Written exercise:
Copy the stretch from the start of the items through the line containing "x=155, y=66", keeping every line unchanged, and leave the pictures out of your copy.
-- BEGIN Source records --
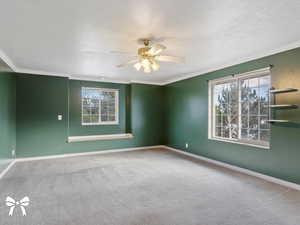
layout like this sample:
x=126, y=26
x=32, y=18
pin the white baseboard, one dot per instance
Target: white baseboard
x=87, y=153
x=2, y=174
x=239, y=169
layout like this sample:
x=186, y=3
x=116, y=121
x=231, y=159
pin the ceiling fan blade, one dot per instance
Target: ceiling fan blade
x=167, y=58
x=121, y=53
x=156, y=49
x=128, y=63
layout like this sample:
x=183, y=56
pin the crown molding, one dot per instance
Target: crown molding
x=8, y=61
x=179, y=77
x=146, y=82
x=98, y=79
x=185, y=76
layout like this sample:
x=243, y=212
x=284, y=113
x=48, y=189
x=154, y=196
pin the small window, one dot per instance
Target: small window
x=99, y=106
x=239, y=108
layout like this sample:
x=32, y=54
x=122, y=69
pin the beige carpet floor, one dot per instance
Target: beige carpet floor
x=148, y=187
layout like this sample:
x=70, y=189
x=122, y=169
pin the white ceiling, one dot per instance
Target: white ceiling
x=75, y=37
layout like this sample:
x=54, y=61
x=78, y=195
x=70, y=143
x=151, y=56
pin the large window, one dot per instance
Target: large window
x=99, y=106
x=239, y=108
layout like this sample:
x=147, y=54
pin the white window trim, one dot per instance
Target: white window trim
x=116, y=122
x=211, y=83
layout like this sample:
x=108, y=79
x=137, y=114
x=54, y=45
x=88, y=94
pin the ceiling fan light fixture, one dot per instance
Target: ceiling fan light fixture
x=138, y=66
x=147, y=69
x=146, y=62
x=155, y=66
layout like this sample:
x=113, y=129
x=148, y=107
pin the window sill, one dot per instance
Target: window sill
x=99, y=124
x=241, y=143
x=99, y=137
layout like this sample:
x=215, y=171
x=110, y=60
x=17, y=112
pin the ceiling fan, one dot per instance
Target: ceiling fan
x=149, y=55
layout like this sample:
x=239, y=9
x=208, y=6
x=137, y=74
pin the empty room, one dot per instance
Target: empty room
x=154, y=112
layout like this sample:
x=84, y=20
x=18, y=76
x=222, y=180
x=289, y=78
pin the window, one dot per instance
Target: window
x=239, y=108
x=99, y=106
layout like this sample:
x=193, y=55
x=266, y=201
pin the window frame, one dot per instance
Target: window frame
x=211, y=110
x=116, y=122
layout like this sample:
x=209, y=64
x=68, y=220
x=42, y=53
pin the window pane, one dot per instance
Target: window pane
x=245, y=108
x=242, y=109
x=253, y=134
x=265, y=135
x=218, y=132
x=86, y=119
x=244, y=133
x=253, y=83
x=253, y=122
x=244, y=90
x=95, y=101
x=263, y=122
x=253, y=108
x=234, y=133
x=226, y=132
x=253, y=94
x=95, y=118
x=244, y=122
x=218, y=121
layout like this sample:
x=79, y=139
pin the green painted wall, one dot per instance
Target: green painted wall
x=7, y=117
x=41, y=98
x=187, y=120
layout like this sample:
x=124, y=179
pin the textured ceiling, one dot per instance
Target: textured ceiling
x=76, y=37
x=4, y=67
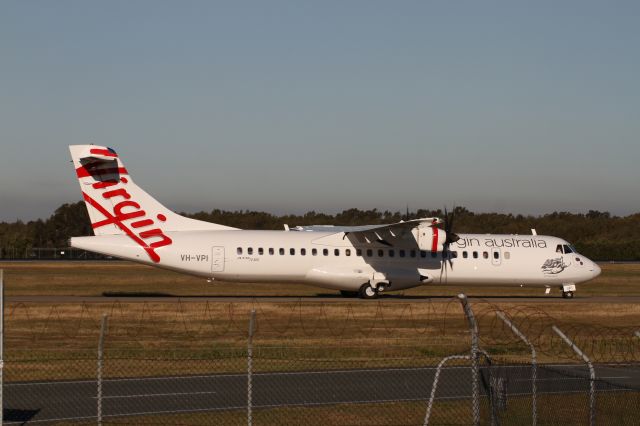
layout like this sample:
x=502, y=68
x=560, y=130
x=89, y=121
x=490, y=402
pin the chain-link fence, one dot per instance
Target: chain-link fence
x=320, y=364
x=49, y=253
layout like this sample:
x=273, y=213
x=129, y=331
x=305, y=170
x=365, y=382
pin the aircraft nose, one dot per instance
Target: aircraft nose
x=596, y=270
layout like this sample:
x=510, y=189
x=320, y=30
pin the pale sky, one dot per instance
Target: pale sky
x=290, y=106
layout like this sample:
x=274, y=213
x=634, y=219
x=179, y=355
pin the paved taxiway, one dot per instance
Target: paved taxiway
x=76, y=400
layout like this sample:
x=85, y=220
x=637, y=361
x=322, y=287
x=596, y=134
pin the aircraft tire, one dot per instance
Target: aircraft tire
x=368, y=292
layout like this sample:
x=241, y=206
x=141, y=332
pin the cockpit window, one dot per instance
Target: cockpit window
x=565, y=248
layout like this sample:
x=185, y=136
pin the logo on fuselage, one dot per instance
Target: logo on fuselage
x=554, y=266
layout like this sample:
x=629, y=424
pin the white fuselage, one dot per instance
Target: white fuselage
x=333, y=260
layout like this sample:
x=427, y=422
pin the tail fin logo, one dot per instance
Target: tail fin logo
x=142, y=229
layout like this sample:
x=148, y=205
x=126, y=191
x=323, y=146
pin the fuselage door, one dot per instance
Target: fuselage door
x=496, y=257
x=217, y=259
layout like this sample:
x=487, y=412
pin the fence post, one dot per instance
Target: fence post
x=475, y=371
x=103, y=327
x=592, y=374
x=436, y=377
x=1, y=346
x=252, y=320
x=534, y=365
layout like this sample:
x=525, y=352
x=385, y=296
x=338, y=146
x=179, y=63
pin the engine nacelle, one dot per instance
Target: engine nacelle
x=430, y=238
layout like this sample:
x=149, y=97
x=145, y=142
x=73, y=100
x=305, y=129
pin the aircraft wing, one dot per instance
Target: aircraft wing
x=374, y=233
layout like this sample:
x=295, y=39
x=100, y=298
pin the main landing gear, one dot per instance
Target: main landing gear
x=568, y=290
x=367, y=291
x=373, y=288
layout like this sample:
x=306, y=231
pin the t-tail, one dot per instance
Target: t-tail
x=121, y=212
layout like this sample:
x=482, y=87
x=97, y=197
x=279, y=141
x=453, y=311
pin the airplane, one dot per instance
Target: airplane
x=363, y=261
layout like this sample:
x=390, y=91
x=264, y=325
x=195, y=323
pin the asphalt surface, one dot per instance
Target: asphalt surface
x=390, y=298
x=51, y=401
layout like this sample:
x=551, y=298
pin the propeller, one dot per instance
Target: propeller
x=450, y=237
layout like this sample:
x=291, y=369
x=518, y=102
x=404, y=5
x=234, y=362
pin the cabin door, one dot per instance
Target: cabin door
x=496, y=257
x=217, y=259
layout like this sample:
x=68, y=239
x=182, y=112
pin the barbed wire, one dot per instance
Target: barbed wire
x=443, y=319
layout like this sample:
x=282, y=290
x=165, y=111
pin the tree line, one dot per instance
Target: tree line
x=597, y=235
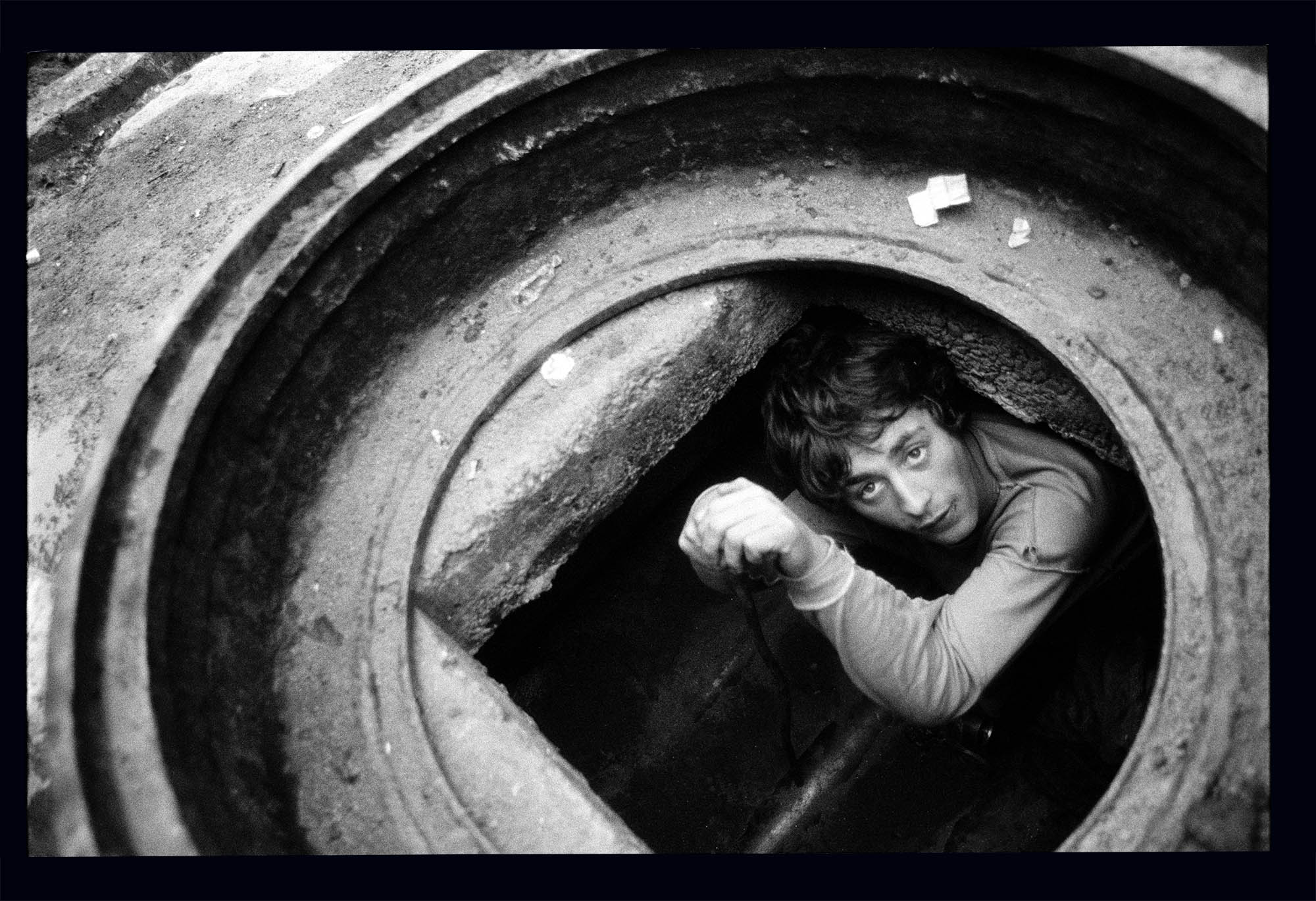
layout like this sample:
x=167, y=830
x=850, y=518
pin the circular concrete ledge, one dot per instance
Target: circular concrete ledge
x=249, y=654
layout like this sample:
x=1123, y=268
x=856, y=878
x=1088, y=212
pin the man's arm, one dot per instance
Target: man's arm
x=930, y=661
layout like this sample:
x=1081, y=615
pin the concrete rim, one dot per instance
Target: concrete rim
x=259, y=270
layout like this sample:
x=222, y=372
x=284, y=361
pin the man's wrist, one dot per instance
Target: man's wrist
x=817, y=550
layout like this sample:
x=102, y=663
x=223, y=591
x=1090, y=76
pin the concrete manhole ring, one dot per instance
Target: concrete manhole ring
x=282, y=470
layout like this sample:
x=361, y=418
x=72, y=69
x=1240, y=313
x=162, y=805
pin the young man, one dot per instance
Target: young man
x=874, y=431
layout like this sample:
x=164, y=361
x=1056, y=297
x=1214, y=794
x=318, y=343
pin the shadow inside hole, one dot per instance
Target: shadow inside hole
x=652, y=687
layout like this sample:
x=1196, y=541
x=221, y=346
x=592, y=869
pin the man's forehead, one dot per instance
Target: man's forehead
x=892, y=427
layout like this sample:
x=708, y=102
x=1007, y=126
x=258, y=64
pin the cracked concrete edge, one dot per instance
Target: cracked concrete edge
x=105, y=85
x=40, y=611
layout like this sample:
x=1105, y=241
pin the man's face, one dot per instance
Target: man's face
x=917, y=478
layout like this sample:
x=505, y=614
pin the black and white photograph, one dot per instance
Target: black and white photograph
x=690, y=452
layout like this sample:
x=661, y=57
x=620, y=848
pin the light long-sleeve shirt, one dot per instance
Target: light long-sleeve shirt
x=931, y=660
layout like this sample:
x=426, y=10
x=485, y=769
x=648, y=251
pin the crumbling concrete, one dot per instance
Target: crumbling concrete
x=560, y=454
x=106, y=85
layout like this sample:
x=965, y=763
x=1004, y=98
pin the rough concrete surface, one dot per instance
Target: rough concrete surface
x=116, y=222
x=122, y=222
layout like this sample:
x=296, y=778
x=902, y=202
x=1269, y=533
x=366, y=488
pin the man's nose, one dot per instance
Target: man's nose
x=911, y=497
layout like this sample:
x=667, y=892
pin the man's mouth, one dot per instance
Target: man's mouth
x=935, y=524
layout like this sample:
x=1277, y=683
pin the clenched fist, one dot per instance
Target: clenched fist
x=743, y=528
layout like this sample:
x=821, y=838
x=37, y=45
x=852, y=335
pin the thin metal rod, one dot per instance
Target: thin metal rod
x=784, y=687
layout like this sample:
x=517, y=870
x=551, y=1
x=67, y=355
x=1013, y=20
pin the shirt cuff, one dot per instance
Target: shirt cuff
x=824, y=585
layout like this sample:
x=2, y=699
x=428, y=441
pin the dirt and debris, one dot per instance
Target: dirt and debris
x=110, y=205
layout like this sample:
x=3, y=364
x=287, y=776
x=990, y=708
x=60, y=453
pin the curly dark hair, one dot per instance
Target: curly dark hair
x=840, y=379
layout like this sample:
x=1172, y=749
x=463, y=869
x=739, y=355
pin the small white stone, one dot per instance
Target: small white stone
x=557, y=368
x=948, y=191
x=1019, y=233
x=924, y=214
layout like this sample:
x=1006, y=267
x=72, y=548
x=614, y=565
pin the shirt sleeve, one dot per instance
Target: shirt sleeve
x=931, y=661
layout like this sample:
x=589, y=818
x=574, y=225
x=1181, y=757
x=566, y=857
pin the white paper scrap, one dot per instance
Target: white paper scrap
x=557, y=368
x=924, y=214
x=1019, y=235
x=948, y=191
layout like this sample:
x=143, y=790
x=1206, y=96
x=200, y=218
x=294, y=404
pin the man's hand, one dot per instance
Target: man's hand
x=744, y=528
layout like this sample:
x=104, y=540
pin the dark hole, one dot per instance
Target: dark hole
x=651, y=686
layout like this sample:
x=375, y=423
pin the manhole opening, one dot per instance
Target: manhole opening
x=651, y=686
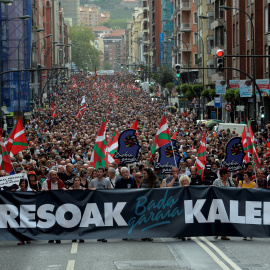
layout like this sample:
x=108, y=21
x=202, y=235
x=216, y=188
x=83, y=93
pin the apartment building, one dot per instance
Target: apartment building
x=113, y=46
x=185, y=20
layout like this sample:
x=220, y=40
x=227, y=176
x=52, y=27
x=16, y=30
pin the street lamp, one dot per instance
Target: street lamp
x=252, y=52
x=6, y=2
x=196, y=33
x=227, y=46
x=25, y=18
x=19, y=76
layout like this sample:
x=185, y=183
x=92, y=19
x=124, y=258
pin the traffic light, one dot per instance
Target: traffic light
x=177, y=68
x=220, y=60
x=262, y=111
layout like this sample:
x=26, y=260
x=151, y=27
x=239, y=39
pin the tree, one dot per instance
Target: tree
x=83, y=53
x=107, y=66
x=197, y=89
x=115, y=24
x=169, y=87
x=163, y=76
x=205, y=93
x=233, y=96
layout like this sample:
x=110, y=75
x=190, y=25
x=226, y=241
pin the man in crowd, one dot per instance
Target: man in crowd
x=209, y=176
x=126, y=181
x=195, y=179
x=53, y=183
x=172, y=180
x=100, y=183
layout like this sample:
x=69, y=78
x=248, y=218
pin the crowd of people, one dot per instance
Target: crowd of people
x=60, y=148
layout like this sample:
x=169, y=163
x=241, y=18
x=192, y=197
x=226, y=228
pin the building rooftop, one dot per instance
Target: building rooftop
x=115, y=33
x=100, y=28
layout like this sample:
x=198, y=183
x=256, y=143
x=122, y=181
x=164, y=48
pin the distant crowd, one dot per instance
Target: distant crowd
x=60, y=149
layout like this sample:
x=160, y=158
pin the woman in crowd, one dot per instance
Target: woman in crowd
x=77, y=184
x=184, y=181
x=150, y=180
x=93, y=175
x=23, y=186
x=84, y=178
x=223, y=181
x=247, y=183
x=33, y=183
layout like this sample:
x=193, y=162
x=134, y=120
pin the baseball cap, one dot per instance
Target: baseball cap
x=208, y=166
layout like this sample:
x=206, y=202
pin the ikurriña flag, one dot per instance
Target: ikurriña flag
x=112, y=147
x=201, y=157
x=98, y=158
x=128, y=147
x=17, y=139
x=5, y=157
x=163, y=135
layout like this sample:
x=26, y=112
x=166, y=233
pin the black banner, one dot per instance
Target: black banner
x=130, y=213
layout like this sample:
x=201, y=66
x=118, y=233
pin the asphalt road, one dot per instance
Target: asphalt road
x=163, y=253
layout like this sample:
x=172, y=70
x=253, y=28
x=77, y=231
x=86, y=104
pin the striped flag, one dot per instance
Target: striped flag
x=201, y=157
x=98, y=158
x=5, y=160
x=135, y=125
x=17, y=139
x=244, y=143
x=163, y=135
x=53, y=111
x=251, y=148
x=112, y=147
x=115, y=99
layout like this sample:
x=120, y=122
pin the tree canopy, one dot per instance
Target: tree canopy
x=83, y=53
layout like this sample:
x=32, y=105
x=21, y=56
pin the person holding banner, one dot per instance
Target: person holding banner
x=53, y=183
x=100, y=183
x=247, y=183
x=125, y=181
x=150, y=180
x=172, y=180
x=224, y=181
x=34, y=184
x=23, y=186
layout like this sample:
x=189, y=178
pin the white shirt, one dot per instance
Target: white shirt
x=53, y=185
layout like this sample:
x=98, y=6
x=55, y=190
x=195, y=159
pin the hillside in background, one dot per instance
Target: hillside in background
x=118, y=18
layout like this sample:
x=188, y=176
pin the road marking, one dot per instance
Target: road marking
x=74, y=248
x=71, y=264
x=221, y=254
x=211, y=254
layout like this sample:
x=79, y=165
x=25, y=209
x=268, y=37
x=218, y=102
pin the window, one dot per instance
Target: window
x=266, y=19
x=195, y=57
x=248, y=29
x=195, y=18
x=266, y=59
x=195, y=39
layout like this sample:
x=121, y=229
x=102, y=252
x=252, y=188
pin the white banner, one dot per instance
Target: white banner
x=7, y=181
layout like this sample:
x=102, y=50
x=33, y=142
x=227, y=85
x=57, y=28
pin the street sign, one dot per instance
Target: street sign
x=228, y=107
x=240, y=108
x=217, y=102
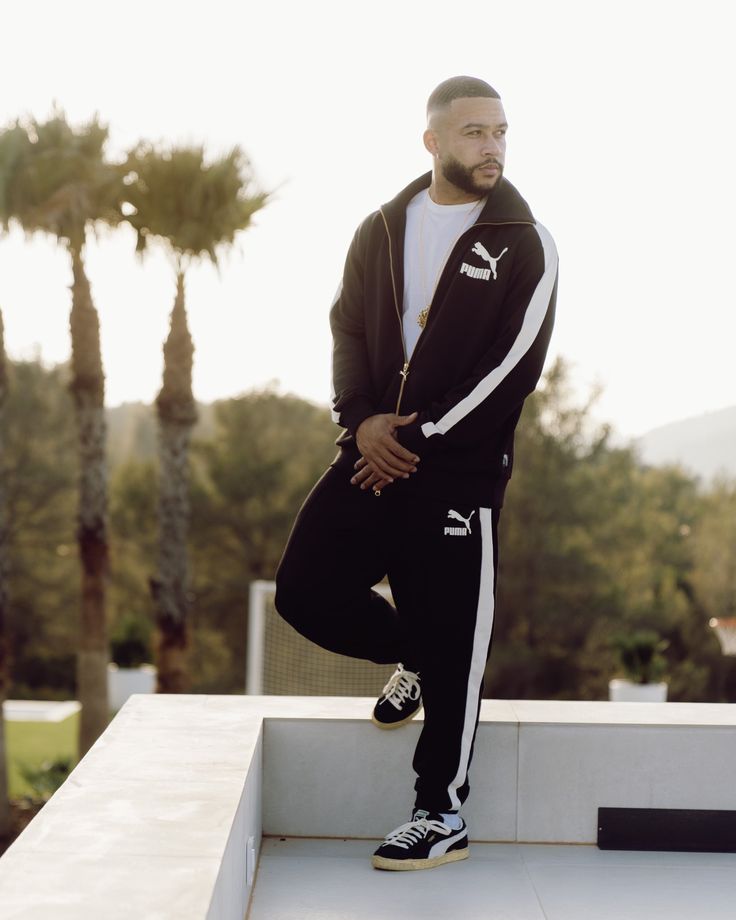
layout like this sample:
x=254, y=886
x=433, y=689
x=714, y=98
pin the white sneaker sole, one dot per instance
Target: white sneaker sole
x=387, y=726
x=405, y=865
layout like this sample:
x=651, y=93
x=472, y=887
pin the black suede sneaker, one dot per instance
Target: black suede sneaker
x=423, y=843
x=401, y=699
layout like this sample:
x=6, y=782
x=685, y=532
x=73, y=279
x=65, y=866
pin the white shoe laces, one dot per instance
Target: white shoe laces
x=403, y=685
x=413, y=831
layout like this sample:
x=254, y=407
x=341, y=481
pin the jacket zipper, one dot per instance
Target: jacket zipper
x=404, y=372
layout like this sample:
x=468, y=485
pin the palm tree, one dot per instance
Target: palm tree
x=4, y=648
x=62, y=185
x=195, y=209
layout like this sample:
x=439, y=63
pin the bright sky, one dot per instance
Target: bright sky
x=620, y=138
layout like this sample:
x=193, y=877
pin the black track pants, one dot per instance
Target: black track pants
x=441, y=560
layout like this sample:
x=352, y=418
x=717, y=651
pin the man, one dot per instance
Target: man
x=440, y=329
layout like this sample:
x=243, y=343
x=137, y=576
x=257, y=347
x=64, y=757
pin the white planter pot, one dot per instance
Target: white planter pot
x=121, y=682
x=626, y=691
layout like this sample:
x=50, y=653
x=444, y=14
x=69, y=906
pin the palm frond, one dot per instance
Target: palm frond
x=60, y=179
x=195, y=206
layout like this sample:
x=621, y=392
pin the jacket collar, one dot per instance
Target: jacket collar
x=504, y=205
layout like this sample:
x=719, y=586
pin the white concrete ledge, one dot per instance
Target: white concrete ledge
x=158, y=819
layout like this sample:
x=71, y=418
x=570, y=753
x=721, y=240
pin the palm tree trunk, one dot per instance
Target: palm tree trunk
x=4, y=570
x=177, y=414
x=88, y=389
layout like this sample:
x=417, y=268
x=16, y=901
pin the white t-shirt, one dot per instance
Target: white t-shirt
x=431, y=232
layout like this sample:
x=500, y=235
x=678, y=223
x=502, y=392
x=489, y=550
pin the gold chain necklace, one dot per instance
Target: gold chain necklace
x=424, y=314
-- END Source records --
Reply:
layout like this sample:
x=126, y=26
x=32, y=18
pin the white baseboard, one dot per instance
Target: white baseboard
x=87, y=153
x=2, y=174
x=239, y=169
layout like this sample:
x=186, y=3
x=116, y=121
x=231, y=159
pin the ceiling fan blade, one dot per instance
Target: ceiling fan blade
x=167, y=58
x=121, y=53
x=156, y=49
x=128, y=63
layout like this sample:
x=183, y=56
pin the crown molding, one dot per instance
Target: crown molding
x=8, y=61
x=179, y=77
x=146, y=82
x=98, y=79
x=185, y=76
layout like this sample:
x=243, y=212
x=284, y=113
x=48, y=189
x=154, y=196
pin the small window, one dot per instance
Target: small window
x=99, y=106
x=239, y=108
layout like this sample:
x=32, y=54
x=122, y=69
pin the beige carpet floor, one dot per instance
Target: beige carpet floor
x=148, y=187
layout like this sample:
x=70, y=189
x=122, y=169
pin the white ceiling, one dot per instance
Target: white ceiling
x=75, y=37
layout like this sample:
x=54, y=61
x=78, y=195
x=70, y=143
x=151, y=56
pin the large window, one dot per instance
Target: large window
x=99, y=106
x=239, y=108
layout like this sample:
x=147, y=54
pin the white window trim, one dot per instance
Target: white window trim
x=116, y=122
x=211, y=83
layout like this sample:
x=108, y=79
x=137, y=114
x=54, y=45
x=88, y=94
pin the ceiling fan light fixture, one dot per instance
Target: ceiling fan light fixture
x=138, y=66
x=147, y=69
x=146, y=62
x=155, y=66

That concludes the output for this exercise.